> _PROBLEM STATEMENT_
In one to three sentences, explain why, according to the article on the Wet'suwet'en rally, the hereditary chiefs held before last June that Coastal GasLink needed to negotiate with house groups such as the Dark House.

> _SOURCE TEXT_
^^^^^^^^
The chief responsible for the Dark House territory where the camp sits then spoke.
“Over the summer the RCMP, they run into me. They want to come out there to protect us, and what I saw out there, they’re not protecting us,” said Chief Knedebeas (Warner William).
He explained how only four hereditary chiefs could be there when Coastal GasLink (CGL) representatives wanted to follow through with the injunction.
“We told them that there was two deaths in our community … but CGL guy said ‘we’ve been talking for the last six years, we don’t come to agreement. Injunction is going to begin,’ ” said Knedebeas, who also mentioned how he felt an agreement on free movement with the RCMP was broken when the neighbouring Gitdumden clan blockade members were themselves blocked by police from going to area cabins.
As part of her time at the microphone in the Friendship Centre, Gitdumden checkpoint spokesperson Molly Wickham described her arrest and explained the importance of a burnt flag found after the RCMP clearing of a blockade set up at the checkpoint. She said it would be a flying symbol of resistance. Fires that burned the flag had been set by members of the blockade.
Then supporters hit the streets to march from Coast Mountain College on Queen Street to Highway 16, to Main Street and finishing up at Bovill Square for more speeches and drumming.
Once there, Wet’suwet’en hereditary Chief Na’moks (John Ridsdale) took another turn at the microphone.
“The way they put the messaging out, they simply do not regard us as human beings, it’s that simple. They label us and forget that we are human beings. Do we not drink the same water, do we not breathe the same air? That is a human right. Currently, the way that they have been labelling us is not proper in a democratic country. When our neighbouring nations and you yourselves come together, you remind them that this country is yours. It does not belong to industry.
“It’s very fortunate for us that if we do not like the elected government, we could vote them out. We always say that we can control our future, and then we go home and we forget about that. You have to keep it in your mind, this is your country too.
“We as Wet’suwet’en, we as chiefs, we put on our blankets, that is the land. It says for the betterment of all. That is all of you, too. The jurisdiction and the authority of the hereditary chiefs will never ever leave this territory. And yet your Prime Minister is trying to explain to the world that we don’t exist,” said Na’moks.
Coastal GasLink has signed agreements with 20 elected band councils along the natural gas pipeline route, including Wet’suwet’en bands. The position of the Wet’suwet’en hereditary chiefs is that bands can only sign agreements for projects within their boundaries, and that the hereditary chiefs make decisions on anything outside those boundaries.
The hereditary chiefs announced their staunch opposition to any pipeline going through their territory last June. Before that, it was their position that Coastal GasLink needed to negotiate with any house group, including the Dark House where the Unist’ot’en camp is, that opposed construction. Under Wet’suwet’en law, each of the 15 house groups under the five clans are responsible for their own territory.
Premier John Horgan and Prime Minister Justin Trudeau support the Coastal GasLink project and the LNG Canada terminal at the end of the line in Kitimat. Horgan stated he believed the requirements for Indigenous consultation had been met.
^^^^^^^^
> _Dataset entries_
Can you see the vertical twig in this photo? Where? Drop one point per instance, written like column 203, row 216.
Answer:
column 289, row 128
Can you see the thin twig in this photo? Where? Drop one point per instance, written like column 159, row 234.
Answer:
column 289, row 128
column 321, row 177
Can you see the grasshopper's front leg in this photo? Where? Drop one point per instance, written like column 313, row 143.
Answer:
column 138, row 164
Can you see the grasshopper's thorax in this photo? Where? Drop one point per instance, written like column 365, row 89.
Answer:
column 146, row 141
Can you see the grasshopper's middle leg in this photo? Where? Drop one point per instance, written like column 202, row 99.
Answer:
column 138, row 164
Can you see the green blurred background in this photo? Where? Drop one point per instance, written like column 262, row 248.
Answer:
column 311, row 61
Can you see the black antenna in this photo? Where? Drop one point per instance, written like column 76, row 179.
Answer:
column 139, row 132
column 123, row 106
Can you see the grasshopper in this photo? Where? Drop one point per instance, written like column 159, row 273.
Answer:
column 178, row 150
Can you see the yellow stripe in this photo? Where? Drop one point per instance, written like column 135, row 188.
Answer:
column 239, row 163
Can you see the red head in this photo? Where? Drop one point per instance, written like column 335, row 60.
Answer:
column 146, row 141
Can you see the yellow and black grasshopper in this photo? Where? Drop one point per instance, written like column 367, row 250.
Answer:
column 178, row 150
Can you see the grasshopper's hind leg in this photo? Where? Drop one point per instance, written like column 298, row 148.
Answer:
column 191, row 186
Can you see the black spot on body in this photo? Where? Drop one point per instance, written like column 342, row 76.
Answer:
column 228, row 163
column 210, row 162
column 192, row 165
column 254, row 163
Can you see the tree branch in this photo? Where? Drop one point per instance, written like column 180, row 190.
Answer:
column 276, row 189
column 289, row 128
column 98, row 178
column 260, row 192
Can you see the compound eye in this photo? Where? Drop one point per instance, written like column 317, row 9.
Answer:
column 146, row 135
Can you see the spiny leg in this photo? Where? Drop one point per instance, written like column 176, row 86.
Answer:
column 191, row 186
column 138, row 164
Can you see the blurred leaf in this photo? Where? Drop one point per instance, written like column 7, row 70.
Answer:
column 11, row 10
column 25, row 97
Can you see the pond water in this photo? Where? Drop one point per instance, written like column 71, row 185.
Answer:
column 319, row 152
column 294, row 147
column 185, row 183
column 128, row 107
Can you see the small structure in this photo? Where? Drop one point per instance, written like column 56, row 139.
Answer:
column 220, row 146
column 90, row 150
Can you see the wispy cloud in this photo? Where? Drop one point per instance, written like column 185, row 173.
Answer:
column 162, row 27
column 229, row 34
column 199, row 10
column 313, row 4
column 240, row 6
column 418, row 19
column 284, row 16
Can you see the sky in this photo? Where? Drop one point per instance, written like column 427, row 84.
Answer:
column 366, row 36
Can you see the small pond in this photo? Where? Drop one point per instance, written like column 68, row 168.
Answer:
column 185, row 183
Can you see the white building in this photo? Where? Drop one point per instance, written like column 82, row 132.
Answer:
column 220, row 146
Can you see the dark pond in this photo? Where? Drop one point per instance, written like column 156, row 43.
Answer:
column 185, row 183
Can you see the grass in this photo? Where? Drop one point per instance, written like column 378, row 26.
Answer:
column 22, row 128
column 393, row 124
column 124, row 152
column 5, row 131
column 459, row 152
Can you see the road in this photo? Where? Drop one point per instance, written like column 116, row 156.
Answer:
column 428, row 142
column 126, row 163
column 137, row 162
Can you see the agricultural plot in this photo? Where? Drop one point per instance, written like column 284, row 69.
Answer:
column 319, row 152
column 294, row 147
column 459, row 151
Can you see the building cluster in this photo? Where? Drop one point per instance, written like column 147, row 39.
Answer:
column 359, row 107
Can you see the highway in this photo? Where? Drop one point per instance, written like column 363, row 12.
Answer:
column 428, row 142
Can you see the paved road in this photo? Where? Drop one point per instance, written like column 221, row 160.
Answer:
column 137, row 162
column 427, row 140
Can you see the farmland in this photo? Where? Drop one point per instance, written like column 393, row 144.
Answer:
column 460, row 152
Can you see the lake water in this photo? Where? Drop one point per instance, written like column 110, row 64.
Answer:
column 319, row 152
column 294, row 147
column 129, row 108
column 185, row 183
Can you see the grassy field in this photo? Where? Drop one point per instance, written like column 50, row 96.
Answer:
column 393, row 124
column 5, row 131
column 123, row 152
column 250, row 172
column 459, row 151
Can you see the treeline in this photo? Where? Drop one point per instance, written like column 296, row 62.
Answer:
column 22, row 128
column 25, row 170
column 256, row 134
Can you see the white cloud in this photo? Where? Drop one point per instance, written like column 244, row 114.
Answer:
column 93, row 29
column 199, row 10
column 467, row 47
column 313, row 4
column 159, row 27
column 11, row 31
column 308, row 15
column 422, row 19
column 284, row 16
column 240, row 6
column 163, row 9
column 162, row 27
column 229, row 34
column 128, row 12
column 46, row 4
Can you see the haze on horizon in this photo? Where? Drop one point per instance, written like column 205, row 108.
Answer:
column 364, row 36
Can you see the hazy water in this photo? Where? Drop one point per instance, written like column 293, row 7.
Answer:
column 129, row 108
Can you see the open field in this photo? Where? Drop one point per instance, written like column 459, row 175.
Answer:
^^^^^^^^
> _EXPECTED ANSWER_
Under Wet'suwet'en law, each of the 15 house groups under the five clans is responsible for its own territory. Accordingly, the chiefs' position was that Coastal GasLink had to negotiate with any house group that opposed construction, including the Dark House, where the Unist'ot'en camp is located.